## Your instructions:
Starting with the line that holds "Can you see the vaulted", copy out each remaining line of the listing below, up to and including the last one, and include nothing else.

## Record excerpts:
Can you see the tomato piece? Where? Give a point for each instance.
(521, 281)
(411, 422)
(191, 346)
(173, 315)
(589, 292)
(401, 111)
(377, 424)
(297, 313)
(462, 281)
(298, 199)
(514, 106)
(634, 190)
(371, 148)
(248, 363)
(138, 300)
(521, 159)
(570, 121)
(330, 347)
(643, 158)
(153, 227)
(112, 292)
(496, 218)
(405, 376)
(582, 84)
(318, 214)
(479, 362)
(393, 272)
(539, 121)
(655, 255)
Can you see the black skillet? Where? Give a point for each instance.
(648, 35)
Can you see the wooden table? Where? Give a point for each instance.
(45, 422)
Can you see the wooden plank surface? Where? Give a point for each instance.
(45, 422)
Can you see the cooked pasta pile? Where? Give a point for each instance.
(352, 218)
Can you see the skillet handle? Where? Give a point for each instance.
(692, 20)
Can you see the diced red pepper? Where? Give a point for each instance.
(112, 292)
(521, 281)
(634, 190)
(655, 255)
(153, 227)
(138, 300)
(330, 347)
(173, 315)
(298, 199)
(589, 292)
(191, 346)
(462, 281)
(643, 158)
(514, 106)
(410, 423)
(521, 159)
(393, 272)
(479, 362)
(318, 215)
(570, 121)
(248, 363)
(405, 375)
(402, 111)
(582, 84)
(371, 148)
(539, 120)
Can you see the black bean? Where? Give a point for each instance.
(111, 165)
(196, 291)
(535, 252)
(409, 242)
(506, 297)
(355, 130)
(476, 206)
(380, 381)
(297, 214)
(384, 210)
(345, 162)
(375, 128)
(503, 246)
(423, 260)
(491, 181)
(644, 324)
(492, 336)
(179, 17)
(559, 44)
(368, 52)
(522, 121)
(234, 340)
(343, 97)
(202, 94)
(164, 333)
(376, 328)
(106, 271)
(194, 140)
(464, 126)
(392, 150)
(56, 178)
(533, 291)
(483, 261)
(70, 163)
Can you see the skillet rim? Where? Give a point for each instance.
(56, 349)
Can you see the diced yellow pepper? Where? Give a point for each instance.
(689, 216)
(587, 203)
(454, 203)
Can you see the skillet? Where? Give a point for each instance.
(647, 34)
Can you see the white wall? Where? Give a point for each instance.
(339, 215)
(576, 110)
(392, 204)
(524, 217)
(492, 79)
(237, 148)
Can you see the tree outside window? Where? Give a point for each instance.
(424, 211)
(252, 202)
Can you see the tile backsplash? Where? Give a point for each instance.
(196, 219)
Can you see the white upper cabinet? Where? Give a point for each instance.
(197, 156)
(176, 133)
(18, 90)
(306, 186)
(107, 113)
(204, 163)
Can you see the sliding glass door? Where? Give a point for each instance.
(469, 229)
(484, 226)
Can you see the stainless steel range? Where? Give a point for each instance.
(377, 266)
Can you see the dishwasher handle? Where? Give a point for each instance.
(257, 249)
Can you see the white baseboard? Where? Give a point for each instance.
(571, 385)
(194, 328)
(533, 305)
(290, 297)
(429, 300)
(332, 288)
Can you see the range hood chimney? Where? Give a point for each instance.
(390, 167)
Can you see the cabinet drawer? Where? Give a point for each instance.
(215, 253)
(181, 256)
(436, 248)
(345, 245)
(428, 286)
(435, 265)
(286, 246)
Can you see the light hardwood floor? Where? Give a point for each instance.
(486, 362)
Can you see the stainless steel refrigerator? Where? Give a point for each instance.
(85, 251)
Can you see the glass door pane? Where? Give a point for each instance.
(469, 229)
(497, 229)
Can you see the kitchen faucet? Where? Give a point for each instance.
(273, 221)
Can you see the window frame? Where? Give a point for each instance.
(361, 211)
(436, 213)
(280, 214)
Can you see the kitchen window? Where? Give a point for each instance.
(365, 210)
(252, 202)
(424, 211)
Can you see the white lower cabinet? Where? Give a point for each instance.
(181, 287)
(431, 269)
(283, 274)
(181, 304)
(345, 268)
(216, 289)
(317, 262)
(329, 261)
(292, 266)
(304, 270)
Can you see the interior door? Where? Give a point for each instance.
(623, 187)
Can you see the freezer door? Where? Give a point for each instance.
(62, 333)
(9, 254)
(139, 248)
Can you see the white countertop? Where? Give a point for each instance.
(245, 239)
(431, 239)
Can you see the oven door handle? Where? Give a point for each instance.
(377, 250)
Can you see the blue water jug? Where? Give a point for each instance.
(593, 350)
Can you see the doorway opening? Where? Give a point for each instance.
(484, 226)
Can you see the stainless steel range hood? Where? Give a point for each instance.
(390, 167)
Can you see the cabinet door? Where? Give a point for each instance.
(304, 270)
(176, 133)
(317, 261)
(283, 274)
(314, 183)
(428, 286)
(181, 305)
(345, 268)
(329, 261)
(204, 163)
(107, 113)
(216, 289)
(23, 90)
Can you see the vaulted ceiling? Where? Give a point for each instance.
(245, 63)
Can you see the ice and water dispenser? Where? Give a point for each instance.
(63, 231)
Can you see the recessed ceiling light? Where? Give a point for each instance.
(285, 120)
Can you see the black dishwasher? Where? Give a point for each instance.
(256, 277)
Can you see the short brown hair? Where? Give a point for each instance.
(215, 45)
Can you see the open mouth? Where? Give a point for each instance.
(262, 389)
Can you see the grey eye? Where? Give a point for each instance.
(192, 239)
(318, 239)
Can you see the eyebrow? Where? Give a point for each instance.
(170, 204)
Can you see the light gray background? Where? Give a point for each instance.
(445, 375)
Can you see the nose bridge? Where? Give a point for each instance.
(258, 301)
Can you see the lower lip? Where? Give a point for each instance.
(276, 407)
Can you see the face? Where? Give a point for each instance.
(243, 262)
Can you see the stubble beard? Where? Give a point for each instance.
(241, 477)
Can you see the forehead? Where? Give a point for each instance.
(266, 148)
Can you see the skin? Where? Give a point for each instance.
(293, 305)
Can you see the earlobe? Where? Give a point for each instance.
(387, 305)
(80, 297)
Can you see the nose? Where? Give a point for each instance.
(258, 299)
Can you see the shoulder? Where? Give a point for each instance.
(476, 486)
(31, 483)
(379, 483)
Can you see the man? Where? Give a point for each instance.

## Written answer:
Can you see the vaulted ceiling? Where? Give a point for each instance.
(245, 63)
Can you see the ice and water dispenser? Where? Give a point for each instance.
(63, 231)
Can you see the recessed ceiling light? Where? Give a point for each instance.
(285, 120)
Can you see the black dishwasher? Where? Give a point for each instance.
(256, 277)
Can you see the short brown hair? Where? Give a point for each instance.
(215, 45)
Can you see the open mouth? Where? Give a point for each instance.
(262, 389)
Can you see the grey eye? Where? Give a point for each instance.
(192, 239)
(318, 239)
Can you see the eyebrow? Where? Give a point for each instance.
(170, 204)
Can you see the light gray background? Where? Give a point for each instance.
(445, 375)
Can you see the nose bridge? Where? Give a point for each instance.
(258, 301)
Can you see the lower lip? Where? Give a point for each instance.
(276, 407)
Can you see the face? Where? Give a point for each instance.
(243, 262)
Can you see the stubble beard? Where? Give a point for each instance.
(241, 477)
Can you see the forehead? Where? Give a point for each instance.
(266, 148)
Can you see the skin? Where? Give a point for each instance.
(293, 305)
Can you see the earlobe? Where? Give a point for each instance.
(387, 305)
(80, 297)
Can you see the nose? Where? Give a point for each instance.
(258, 299)
Can you see the shoulder? Where? Give a point for each instance.
(476, 486)
(31, 483)
(379, 483)
Can you see the man? Where? Give a point for each instance.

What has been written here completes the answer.